TASK GOAL: Each record needs to be transcribed word for word, though without its pictures.

DATA EXTRACT:
━━━━━━━━━━━━━━━━━━━━━━━━━━━━━━
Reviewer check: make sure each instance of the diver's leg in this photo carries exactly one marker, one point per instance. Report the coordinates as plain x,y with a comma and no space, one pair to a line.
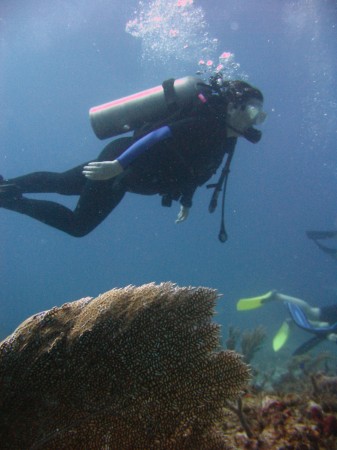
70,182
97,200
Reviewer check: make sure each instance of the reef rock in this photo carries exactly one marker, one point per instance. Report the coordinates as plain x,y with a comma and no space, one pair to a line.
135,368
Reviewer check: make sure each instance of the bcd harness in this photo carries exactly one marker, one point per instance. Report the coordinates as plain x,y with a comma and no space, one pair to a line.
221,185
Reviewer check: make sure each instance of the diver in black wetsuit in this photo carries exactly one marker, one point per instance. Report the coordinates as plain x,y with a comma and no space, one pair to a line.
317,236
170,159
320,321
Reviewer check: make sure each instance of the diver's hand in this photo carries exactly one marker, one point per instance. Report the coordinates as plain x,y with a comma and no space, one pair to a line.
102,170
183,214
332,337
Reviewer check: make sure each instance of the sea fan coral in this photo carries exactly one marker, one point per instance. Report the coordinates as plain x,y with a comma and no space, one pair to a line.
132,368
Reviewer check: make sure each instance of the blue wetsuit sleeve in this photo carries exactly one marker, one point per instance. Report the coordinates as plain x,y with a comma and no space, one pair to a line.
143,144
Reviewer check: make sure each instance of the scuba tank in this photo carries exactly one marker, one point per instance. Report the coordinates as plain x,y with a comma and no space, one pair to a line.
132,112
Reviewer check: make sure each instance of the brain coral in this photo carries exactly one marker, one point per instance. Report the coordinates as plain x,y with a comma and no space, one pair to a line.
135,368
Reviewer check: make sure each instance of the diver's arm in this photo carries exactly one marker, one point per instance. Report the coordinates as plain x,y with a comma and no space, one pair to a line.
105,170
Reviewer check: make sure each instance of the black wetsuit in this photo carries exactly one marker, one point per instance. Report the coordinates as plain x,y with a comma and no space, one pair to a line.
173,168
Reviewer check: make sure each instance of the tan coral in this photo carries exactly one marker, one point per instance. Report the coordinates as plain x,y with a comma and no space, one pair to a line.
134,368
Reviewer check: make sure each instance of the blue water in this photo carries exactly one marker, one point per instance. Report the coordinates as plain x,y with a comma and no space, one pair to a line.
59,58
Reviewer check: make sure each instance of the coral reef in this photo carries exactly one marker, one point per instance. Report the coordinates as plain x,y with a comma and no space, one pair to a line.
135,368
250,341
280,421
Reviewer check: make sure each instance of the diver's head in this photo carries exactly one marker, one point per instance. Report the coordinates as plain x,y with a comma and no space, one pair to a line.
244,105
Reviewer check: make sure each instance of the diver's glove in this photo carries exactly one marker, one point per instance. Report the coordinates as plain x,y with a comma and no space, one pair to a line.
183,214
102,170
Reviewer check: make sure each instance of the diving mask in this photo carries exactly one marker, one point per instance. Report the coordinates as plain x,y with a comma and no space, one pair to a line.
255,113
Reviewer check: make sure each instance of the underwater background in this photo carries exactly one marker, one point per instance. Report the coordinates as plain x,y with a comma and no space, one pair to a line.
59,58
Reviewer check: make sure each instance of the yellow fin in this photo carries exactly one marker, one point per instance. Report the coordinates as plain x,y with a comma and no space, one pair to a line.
━━━━━━━━━━━━━━━━━━━━━━━━━━━━━━
EXERCISE RESULT:
Reviewer check: make sure each instance of the diver's leg in this photo carries exactly one marker, one point per instance. Report the coordinates as plain x,y with a comma and no space, one pair to a line.
70,182
97,200
Reviewer check: make sure each instance of the reef rock in this photo carries exactly one marker, one point per instance. Report the coordinates as plain x,y with a comma and no space, one pair to a line.
135,368
Reviewer check: make sure each instance of the bcd harness in this photo carries exactly one marker, one point per instance. Report the coordinates as plain x,y with a comma and no space, one pair to a line.
221,185
Reviewer check: make sure each instance of the diver in black wetsuit in this photo carries exactly one marker, one point per instance. Report the coordinates as plain x,y with a comma and no space, one pair to a line.
317,236
170,159
320,321
Reviewer check: make sure each instance of the diver's hand in this photo carries exactly one marker, one point per instance. Report the coordinates as plain x,y with a comma and no space, one pair to a line.
102,170
183,214
332,337
Reviewer check: make sure each instance of the sea fan coral in this photo carries exactly one marker, one point per instance. Report the coordinates as plain x,y with a comma and no space, one pair to a line.
132,368
Reviewer check: make sure each instance of the blue wetsuit sleeve in this photo carries exactly one marker, one point per instance. Report the coordinates as plain x,y with a comma and no space, one pair to a line.
143,144
Reviewer check: make sure each instance of the scuba tank in this photo carries exactly one marker, one point per instance. Report the coordinates as plain x,y with a comma and no space, one pair to a line.
132,112
Reviewer check: make sure each instance of the brain coral in this photo carries exactly one marker, one point per instance. Report the coordinates as plain x,y with a comma and no space, one pair to a line.
135,368
Reviewer check: make sure each instance of the diver's arm in this photo carries exactly one marker, one point per instance. Report the coordinates as plain x,y with a comma and no space, one pair to a line.
105,170
Reviewer check: make sure each instance of the black wetsuit in this photo carries exactly one marker, one point per instance. Report the coordinates as plain x,y with a comma and no space, one pair to a line.
173,168
Reviewer check: make sure each instance of the tan coral in this photo carries exactly one marker, one point per instance. Report the coordinates as plain x,y with a comma and no space, one pair to a line.
134,368
Reviewer check: make sure each instance of the blue water in this photo carries exactly one marker, one point per instance. Report the coordinates as plain x,y with a comma and no space, one pair to a line.
59,58
Reviewer check: make sure each instance of the coral reef in this photo carries exactly one marker, one point per instance. Report the coordinates as plain x,y with a comma and no space, one pair to a line.
135,368
250,341
280,421
Reviewer check: make sure each instance of the diver's head in this photo carries exactly one marker, one point per instance. Report the coordinates as plain x,y with a comma and no space, one pair to a line.
244,105
Reviewer check: make sure each instance of the diver's glove in this photo carries exactly one marker, one point per instance. Report the coordinates as plain x,y with a comma and no space, one pair to a line.
183,214
102,170
Reviewer check: make sure each instance of the diving mask in this photo carries exactly one marker, one point per instance. Report the coordinates as plain x,y with a comma and no space, one pair to a line.
255,113
Reviewer check: make sure each instance of the underwater background in this photo carries exactly one marker, one point per instance. Report the coordinates as plain x,y with a comma and no space, one pair to a line.
59,58
Reviewer check: make sure each instance of the yellow fin in this photo carries exactly one marker, one point per instance. Report the coordinates as plain x,y with a comma and no space, one pair to a line.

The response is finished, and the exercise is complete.